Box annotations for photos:
══════

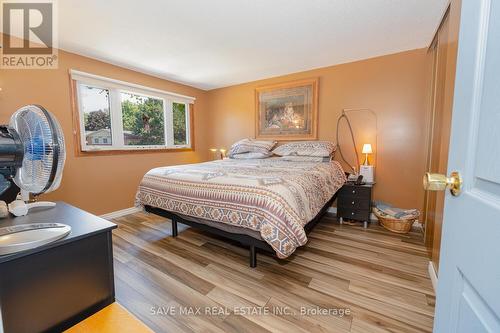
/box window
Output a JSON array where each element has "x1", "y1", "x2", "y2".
[{"x1": 71, "y1": 70, "x2": 194, "y2": 151}]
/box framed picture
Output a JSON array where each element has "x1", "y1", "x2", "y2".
[{"x1": 255, "y1": 78, "x2": 318, "y2": 140}]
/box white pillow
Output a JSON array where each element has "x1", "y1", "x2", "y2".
[
  {"x1": 228, "y1": 139, "x2": 277, "y2": 157},
  {"x1": 273, "y1": 141, "x2": 337, "y2": 157},
  {"x1": 230, "y1": 152, "x2": 273, "y2": 160}
]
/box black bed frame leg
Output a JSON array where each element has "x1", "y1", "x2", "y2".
[
  {"x1": 250, "y1": 245, "x2": 257, "y2": 268},
  {"x1": 172, "y1": 218, "x2": 178, "y2": 237}
]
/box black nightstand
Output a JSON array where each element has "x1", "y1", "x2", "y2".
[{"x1": 337, "y1": 183, "x2": 374, "y2": 228}]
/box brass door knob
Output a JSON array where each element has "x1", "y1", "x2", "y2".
[{"x1": 424, "y1": 171, "x2": 462, "y2": 196}]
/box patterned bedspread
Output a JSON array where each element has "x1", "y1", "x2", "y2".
[{"x1": 136, "y1": 158, "x2": 345, "y2": 258}]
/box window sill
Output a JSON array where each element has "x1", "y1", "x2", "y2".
[{"x1": 76, "y1": 147, "x2": 194, "y2": 157}]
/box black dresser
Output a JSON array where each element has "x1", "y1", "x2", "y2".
[
  {"x1": 337, "y1": 183, "x2": 373, "y2": 228},
  {"x1": 0, "y1": 202, "x2": 116, "y2": 333}
]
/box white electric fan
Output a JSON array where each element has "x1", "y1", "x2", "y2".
[{"x1": 0, "y1": 105, "x2": 71, "y2": 255}]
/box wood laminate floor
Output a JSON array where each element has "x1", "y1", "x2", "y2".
[{"x1": 109, "y1": 213, "x2": 435, "y2": 333}]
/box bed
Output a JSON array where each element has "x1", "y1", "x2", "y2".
[{"x1": 136, "y1": 158, "x2": 346, "y2": 267}]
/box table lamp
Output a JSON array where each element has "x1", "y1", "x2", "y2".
[
  {"x1": 361, "y1": 143, "x2": 373, "y2": 165},
  {"x1": 359, "y1": 143, "x2": 374, "y2": 183}
]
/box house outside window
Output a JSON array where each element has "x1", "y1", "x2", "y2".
[{"x1": 71, "y1": 70, "x2": 195, "y2": 152}]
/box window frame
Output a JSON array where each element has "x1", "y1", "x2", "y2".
[{"x1": 70, "y1": 70, "x2": 195, "y2": 155}]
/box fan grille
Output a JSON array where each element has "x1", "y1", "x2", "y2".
[{"x1": 10, "y1": 105, "x2": 66, "y2": 195}]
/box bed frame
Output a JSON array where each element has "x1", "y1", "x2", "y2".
[{"x1": 144, "y1": 193, "x2": 337, "y2": 268}]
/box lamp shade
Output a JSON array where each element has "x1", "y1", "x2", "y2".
[{"x1": 361, "y1": 143, "x2": 373, "y2": 154}]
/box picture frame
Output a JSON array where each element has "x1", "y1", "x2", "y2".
[{"x1": 255, "y1": 78, "x2": 319, "y2": 141}]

══════

Direction: Show each line of the rows that contains the word "white". Case counts, so a line with a different capitalization does not match.

The result:
/box white pillow
/box white electric fan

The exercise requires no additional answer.